What this task involves:
Nothing in the data should be left out, so repeat it all exactly.

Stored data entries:
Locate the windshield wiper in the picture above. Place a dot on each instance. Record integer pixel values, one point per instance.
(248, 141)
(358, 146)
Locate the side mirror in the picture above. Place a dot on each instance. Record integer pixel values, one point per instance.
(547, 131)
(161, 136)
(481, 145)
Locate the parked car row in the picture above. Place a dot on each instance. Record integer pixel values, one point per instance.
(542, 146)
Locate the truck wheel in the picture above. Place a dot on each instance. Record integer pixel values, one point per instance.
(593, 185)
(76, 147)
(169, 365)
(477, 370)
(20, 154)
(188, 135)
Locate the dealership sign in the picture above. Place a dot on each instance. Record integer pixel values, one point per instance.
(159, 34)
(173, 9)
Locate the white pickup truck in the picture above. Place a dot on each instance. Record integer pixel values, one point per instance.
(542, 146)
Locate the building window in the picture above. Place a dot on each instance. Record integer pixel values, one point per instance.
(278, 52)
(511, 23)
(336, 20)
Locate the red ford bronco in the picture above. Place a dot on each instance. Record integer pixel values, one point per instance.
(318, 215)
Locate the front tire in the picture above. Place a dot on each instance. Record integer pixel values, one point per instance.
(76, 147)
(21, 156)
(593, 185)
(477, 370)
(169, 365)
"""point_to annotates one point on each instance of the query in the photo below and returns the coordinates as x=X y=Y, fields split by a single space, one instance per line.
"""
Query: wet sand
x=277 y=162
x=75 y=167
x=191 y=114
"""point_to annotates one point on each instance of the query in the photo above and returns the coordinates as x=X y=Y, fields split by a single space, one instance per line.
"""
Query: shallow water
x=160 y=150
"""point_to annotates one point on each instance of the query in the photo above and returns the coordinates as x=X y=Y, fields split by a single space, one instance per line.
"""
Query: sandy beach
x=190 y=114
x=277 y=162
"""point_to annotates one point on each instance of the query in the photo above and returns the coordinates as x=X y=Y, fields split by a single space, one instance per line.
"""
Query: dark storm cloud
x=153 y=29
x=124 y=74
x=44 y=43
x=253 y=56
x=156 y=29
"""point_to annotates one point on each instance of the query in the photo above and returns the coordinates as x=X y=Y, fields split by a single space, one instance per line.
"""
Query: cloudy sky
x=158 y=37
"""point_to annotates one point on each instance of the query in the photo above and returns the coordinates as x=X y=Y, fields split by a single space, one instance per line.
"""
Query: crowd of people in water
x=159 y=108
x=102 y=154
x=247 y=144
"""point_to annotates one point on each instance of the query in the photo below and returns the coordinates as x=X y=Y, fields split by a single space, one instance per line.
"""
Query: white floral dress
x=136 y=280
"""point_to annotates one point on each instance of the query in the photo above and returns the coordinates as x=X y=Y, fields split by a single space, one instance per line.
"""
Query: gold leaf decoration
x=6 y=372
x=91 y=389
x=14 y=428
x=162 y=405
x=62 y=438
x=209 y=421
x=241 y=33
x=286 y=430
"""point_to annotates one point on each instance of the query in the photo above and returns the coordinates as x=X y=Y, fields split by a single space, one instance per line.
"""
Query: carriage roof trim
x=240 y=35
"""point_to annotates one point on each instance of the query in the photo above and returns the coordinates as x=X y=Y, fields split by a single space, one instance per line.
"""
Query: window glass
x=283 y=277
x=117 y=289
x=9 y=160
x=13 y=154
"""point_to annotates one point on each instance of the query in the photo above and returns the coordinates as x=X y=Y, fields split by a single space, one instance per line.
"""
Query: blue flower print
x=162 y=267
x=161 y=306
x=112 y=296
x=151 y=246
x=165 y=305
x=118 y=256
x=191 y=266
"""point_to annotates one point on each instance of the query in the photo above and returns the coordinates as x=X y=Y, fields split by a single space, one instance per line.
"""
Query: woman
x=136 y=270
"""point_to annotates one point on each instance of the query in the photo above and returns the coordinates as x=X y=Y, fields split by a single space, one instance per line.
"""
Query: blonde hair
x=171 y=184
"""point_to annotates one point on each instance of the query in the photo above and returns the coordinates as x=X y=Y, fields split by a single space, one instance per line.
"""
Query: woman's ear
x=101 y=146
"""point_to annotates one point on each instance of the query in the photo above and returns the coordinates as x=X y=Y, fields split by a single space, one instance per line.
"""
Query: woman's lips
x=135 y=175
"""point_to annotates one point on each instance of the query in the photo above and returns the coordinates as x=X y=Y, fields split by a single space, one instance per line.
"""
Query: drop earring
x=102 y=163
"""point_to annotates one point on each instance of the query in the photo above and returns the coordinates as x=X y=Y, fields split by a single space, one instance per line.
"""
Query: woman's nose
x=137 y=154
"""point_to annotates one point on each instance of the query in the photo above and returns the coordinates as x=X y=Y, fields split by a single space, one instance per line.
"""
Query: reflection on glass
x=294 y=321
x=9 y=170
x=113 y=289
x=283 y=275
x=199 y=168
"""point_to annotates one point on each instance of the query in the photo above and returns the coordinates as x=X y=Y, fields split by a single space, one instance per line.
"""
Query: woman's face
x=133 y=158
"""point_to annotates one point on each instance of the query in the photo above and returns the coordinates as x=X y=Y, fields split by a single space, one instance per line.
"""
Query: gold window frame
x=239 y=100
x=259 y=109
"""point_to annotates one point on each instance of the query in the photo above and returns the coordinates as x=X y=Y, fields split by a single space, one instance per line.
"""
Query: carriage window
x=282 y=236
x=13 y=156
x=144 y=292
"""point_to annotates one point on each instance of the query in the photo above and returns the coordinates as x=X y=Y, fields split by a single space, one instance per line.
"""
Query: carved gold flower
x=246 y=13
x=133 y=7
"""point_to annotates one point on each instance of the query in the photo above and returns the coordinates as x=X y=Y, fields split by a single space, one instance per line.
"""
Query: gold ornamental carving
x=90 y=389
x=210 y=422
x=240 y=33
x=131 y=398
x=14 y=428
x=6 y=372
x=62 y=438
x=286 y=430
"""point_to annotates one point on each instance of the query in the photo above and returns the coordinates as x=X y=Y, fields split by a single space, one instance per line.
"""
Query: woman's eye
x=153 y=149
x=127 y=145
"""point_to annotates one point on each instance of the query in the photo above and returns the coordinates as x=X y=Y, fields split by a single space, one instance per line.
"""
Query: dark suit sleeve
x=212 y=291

Answer:
Locate the windshield wiper in the picture above. Place a dot on each instance. Record integer pixel values, one point per instance.
(248, 141)
(358, 146)
Locate the side mirror in the picture above. Place a dot on each instance. Record integer pixel values, one point per instance.
(547, 131)
(161, 136)
(481, 145)
Locate the parked car row in the picture above. Place a dot on each instance. Record integer pixel values, one point per instance.
(542, 146)
Locate the truck wheel in the picture above. Place a dot on each instance. Record integer pixel values, one point per instance.
(593, 185)
(76, 147)
(169, 365)
(477, 370)
(20, 154)
(188, 135)
Locate the dealership sign in the picture above. Place a dot on each instance. Record integer pixel values, one point per instance.
(159, 34)
(173, 9)
Locate the white pickup truck in the picture above. Place a dot on each instance. Record integer pixel values, one point per instance.
(542, 146)
Locate the building window in the picture above. Place a dot on each instance. Record integer pixel values, one point per instance.
(278, 52)
(511, 23)
(336, 20)
Locate the red ford bronco in the picture above. Place a dot on each instance. Record integer pixel values, one point per instance.
(318, 215)
Locate the front tire in the picture above. Place a dot on each instance. Record integer pixel values, one point per instance.
(76, 147)
(21, 156)
(593, 185)
(477, 370)
(169, 365)
"""point_to annotates one point on each instance of the query in the photo below and returns the coordinates as x=X y=Y, fields split by a single space, one instance per line.
"""
Query: wet sand
x=277 y=162
x=75 y=167
x=191 y=114
"""point_to annotates one point on each instance of the query in the photo above and returns the coordinates as x=X y=Y, fields split by a single space, one instance per line.
"""
Query: shallow water
x=160 y=150
"""point_to annotates one point on each instance of the query in the photo above and returns the coordinates as x=X y=Y, fields split by a single space, one instance per line.
"""
Query: sandy beach
x=190 y=114
x=277 y=162
"""point_to annotates one point on each instance of the query in the photo above and returns the coordinates as x=X y=Y, fields split by a single space, one instance per line.
"""
Query: dark storm cloud
x=153 y=29
x=124 y=74
x=44 y=43
x=253 y=56
x=156 y=29
"""point_to annotates one point on each instance of the query in the photo above and returns the coordinates as x=X y=Y, fields split by a single space, one instance per line.
"""
Query: cloudy sky
x=158 y=37
"""point_to annotates one point on each instance of the query in the photo above and returns the coordinates as x=X y=Y, fields split by a single space, one instance per line.
"""
Query: crowd of people in water
x=159 y=108
x=102 y=154
x=247 y=144
"""point_to annotates one point on each instance of the query in the photo below and returns the coordinates as x=X y=Y, fields split by a single space, one instance per line.
"""
Query: white floral dress
x=136 y=280
"""point_to annotates one point on each instance of the query in the photo above and returns the coordinates as x=X y=Y, fields split by a single space, one instance per line.
"""
Query: gold leaf decoration
x=6 y=372
x=91 y=389
x=14 y=428
x=162 y=405
x=62 y=438
x=209 y=421
x=241 y=33
x=286 y=430
"""point_to annotates one point on each instance of the query in the photo above and returns the coordinates as x=X y=Y, fields split by a single space, one instance per line.
"""
Query: carriage roof trim
x=240 y=35
"""point_to annotates one point on each instance of the query in the photo above and returns the coordinates as x=X y=Y, fields split by a single space, one instance per line.
"""
Query: window glass
x=283 y=277
x=117 y=289
x=9 y=160
x=13 y=154
"""point_to annotates one point on each instance of the query in the photo above and returns the coordinates as x=X y=Y, fields split by a single space, one instance per line.
"""
Query: blue flower print
x=162 y=267
x=161 y=306
x=112 y=296
x=151 y=246
x=165 y=305
x=118 y=256
x=191 y=266
"""point_to annotates one point on each instance of the query in the photo above and returns the coordinates as x=X y=Y, fields split by a single space, one instance per line.
"""
Query: woman
x=136 y=270
"""point_to annotates one point on each instance of the query in the photo above and returns the coordinates as x=X y=Y, fields split by a single space, one instance per line.
"""
Query: blonde hair
x=171 y=184
"""point_to annotates one point on each instance of the query in the photo above and returns the coordinates as x=X y=Y, fields split by a single space, one instance per line.
"""
Query: woman's ear
x=101 y=146
"""point_to annotates one point on each instance of the query in the photo above and returns the coordinates as x=X y=Y, fields split by a single space, one instance per line.
"""
Query: woman's lips
x=135 y=175
"""point_to annotates one point on each instance of the query in the photo above and returns the coordinates as x=X y=Y, fields split by a single space, one instance per line.
"""
Query: drop earring
x=102 y=163
"""point_to annotates one point on each instance of the query in the photo above and returns the coordinates as x=X y=Y, fields split by a single space, one instance per line.
"""
Query: woman's nose
x=137 y=154
"""point_to annotates one point on each instance of the query in the photo above and returns the coordinates as x=X y=Y, fields split by a single space, one instance per line.
"""
Query: reflection on glass
x=294 y=321
x=9 y=170
x=113 y=289
x=283 y=275
x=199 y=168
"""point_to annotates one point on each instance of the query in the photo above and returns the coordinates as x=X y=Y, fields split by a single space, one instance per line.
"""
Query: woman's face
x=133 y=158
"""point_to annotates one point on each instance of the query in the photo above and returns the coordinates as x=X y=Y, fields split by a single space, one instance per line.
"""
Query: gold window frame
x=239 y=100
x=259 y=109
"""point_to annotates one point on each instance of the query in the photo above and returns the coordinates as x=X y=Y, fields split by a single space, one instance per line.
"""
Query: carriage window
x=282 y=236
x=13 y=156
x=144 y=292
"""point_to annotates one point on each instance of the query in the photo above and returns the coordinates as x=X y=Y, fields split by a single space, one instance per line.
"""
Query: carved gold flower
x=246 y=13
x=133 y=7
"""point_to annotates one point on each instance of the query in the photo above and returns the coordinates as x=X y=Y, fields split by a single space, one instance per line.
"""
Query: gold ornamental carving
x=90 y=389
x=210 y=422
x=240 y=33
x=131 y=398
x=14 y=428
x=6 y=372
x=62 y=438
x=286 y=430
"""point_to annotates one point on each instance of the query in the photo above and returns the coordinates as x=X y=Y, fields split by a single space, one instance per line.
"""
Query: woman's eye
x=153 y=149
x=127 y=145
"""point_to annotates one point on each instance of the query in the photo above and returns the coordinates as x=X y=Y, fields split by a single space, one instance per line.
"""
Query: dark suit sleeve
x=212 y=291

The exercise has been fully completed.